→ **Task to complete**:
Transcribe the records below in full; pictures stay out of the copy.

[Natural-language object grounding data]
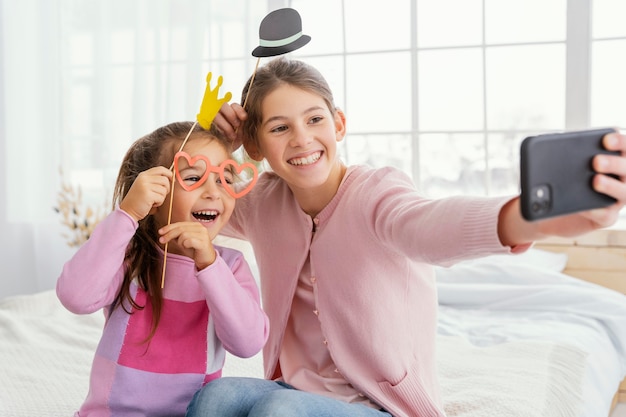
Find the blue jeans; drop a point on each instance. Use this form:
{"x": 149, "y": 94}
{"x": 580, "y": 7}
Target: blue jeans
{"x": 254, "y": 397}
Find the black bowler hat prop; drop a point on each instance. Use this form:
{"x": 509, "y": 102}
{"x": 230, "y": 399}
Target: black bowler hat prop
{"x": 280, "y": 32}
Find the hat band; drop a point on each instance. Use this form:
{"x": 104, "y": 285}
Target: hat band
{"x": 279, "y": 42}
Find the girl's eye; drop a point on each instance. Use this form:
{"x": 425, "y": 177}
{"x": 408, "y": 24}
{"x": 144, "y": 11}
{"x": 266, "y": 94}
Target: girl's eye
{"x": 278, "y": 129}
{"x": 228, "y": 178}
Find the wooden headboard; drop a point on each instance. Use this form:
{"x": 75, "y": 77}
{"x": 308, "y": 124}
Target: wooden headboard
{"x": 598, "y": 257}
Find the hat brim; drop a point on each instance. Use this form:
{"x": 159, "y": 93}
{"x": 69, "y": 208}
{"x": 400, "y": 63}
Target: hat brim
{"x": 266, "y": 51}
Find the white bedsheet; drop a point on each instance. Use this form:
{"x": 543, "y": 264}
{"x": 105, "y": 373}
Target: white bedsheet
{"x": 504, "y": 299}
{"x": 502, "y": 325}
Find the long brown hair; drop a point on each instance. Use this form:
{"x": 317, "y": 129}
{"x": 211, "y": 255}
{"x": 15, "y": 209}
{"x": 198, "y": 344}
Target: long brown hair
{"x": 143, "y": 261}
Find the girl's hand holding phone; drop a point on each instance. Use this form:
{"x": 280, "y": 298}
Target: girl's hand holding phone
{"x": 148, "y": 192}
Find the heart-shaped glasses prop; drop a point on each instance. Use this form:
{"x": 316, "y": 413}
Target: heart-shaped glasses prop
{"x": 193, "y": 172}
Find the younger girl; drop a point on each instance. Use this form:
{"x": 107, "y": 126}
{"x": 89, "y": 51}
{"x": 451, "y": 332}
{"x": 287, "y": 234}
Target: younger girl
{"x": 160, "y": 345}
{"x": 345, "y": 256}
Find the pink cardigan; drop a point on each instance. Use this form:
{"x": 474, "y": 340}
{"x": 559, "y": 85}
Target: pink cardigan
{"x": 372, "y": 256}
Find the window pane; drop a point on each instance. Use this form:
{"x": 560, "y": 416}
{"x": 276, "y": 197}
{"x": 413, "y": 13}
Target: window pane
{"x": 503, "y": 162}
{"x": 379, "y": 151}
{"x": 608, "y": 18}
{"x": 608, "y": 85}
{"x": 526, "y": 87}
{"x": 374, "y": 26}
{"x": 452, "y": 163}
{"x": 450, "y": 89}
{"x": 465, "y": 16}
{"x": 322, "y": 20}
{"x": 509, "y": 21}
{"x": 379, "y": 99}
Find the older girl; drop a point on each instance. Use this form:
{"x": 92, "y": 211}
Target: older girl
{"x": 345, "y": 256}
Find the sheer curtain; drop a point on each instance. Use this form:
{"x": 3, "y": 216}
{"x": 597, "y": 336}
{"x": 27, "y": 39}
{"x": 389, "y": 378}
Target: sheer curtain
{"x": 83, "y": 79}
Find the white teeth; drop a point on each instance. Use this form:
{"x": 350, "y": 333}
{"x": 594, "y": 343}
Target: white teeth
{"x": 306, "y": 161}
{"x": 205, "y": 215}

→ **Answer section**:
Find the blue jeans; drop a point on each instance. Use this form:
{"x": 149, "y": 94}
{"x": 580, "y": 7}
Target: blue jeans
{"x": 254, "y": 397}
Find the black bowler hat prop; drop a point on each instance. Use this form:
{"x": 509, "y": 102}
{"x": 230, "y": 399}
Target: black bowler hat prop
{"x": 280, "y": 32}
Find the hat band; drop a point on each instance. Use this form:
{"x": 104, "y": 285}
Target: hat band
{"x": 279, "y": 42}
Find the girl's eye; drop a point on each instance. Use this form:
{"x": 425, "y": 177}
{"x": 408, "y": 24}
{"x": 144, "y": 11}
{"x": 266, "y": 94}
Target: girl's eye
{"x": 278, "y": 129}
{"x": 228, "y": 178}
Find the wooden headboard; drop a point on each instance. Use this form:
{"x": 75, "y": 77}
{"x": 308, "y": 124}
Target: wooden headboard
{"x": 598, "y": 257}
Find the hat brim; drop a point on each instance. Use this form:
{"x": 159, "y": 93}
{"x": 69, "y": 208}
{"x": 400, "y": 63}
Target: hat brim
{"x": 266, "y": 51}
Find the white bedsheet; drop a point on each instance. Use this form:
{"x": 543, "y": 264}
{"x": 105, "y": 373}
Target: white bedsheet
{"x": 504, "y": 299}
{"x": 502, "y": 325}
Find the long brown hair; drop a point on each instance. Use this form:
{"x": 317, "y": 129}
{"x": 211, "y": 255}
{"x": 15, "y": 209}
{"x": 198, "y": 344}
Target: long brown hair
{"x": 143, "y": 261}
Find the girl's hand holding phone; drop a point on each instance. Use this form:
{"x": 280, "y": 298}
Target: girl's hand holding phone
{"x": 148, "y": 192}
Find the heart-shaped glasses prop; drop a point on each instance. Use this form:
{"x": 316, "y": 413}
Target: heart-shaped glasses prop
{"x": 193, "y": 172}
Find the younger girl; drop a point on each instance. Use this form:
{"x": 107, "y": 126}
{"x": 89, "y": 51}
{"x": 451, "y": 332}
{"x": 287, "y": 234}
Target: younger girl
{"x": 160, "y": 345}
{"x": 345, "y": 256}
Find the pink cardigan; drop a point on each instance. Use this form:
{"x": 474, "y": 340}
{"x": 559, "y": 85}
Target: pink cardigan
{"x": 372, "y": 256}
Find the window pane; drop a point on each instance. Use this form:
{"x": 560, "y": 416}
{"x": 276, "y": 197}
{"x": 413, "y": 13}
Target: window pane
{"x": 503, "y": 162}
{"x": 379, "y": 151}
{"x": 608, "y": 18}
{"x": 608, "y": 85}
{"x": 526, "y": 87}
{"x": 374, "y": 26}
{"x": 452, "y": 163}
{"x": 450, "y": 89}
{"x": 465, "y": 16}
{"x": 322, "y": 20}
{"x": 509, "y": 21}
{"x": 379, "y": 99}
Find the older girl; drop a point on each instance. Use this form:
{"x": 92, "y": 211}
Target: older girl
{"x": 345, "y": 256}
Find the sheer curtain; drop a point on each instance. Use this form:
{"x": 3, "y": 216}
{"x": 597, "y": 336}
{"x": 27, "y": 39}
{"x": 389, "y": 378}
Target: sheer curtain
{"x": 83, "y": 79}
Find the white teeth; drop a point on each instance. Use this form:
{"x": 350, "y": 333}
{"x": 594, "y": 343}
Target: white teeth
{"x": 306, "y": 161}
{"x": 205, "y": 215}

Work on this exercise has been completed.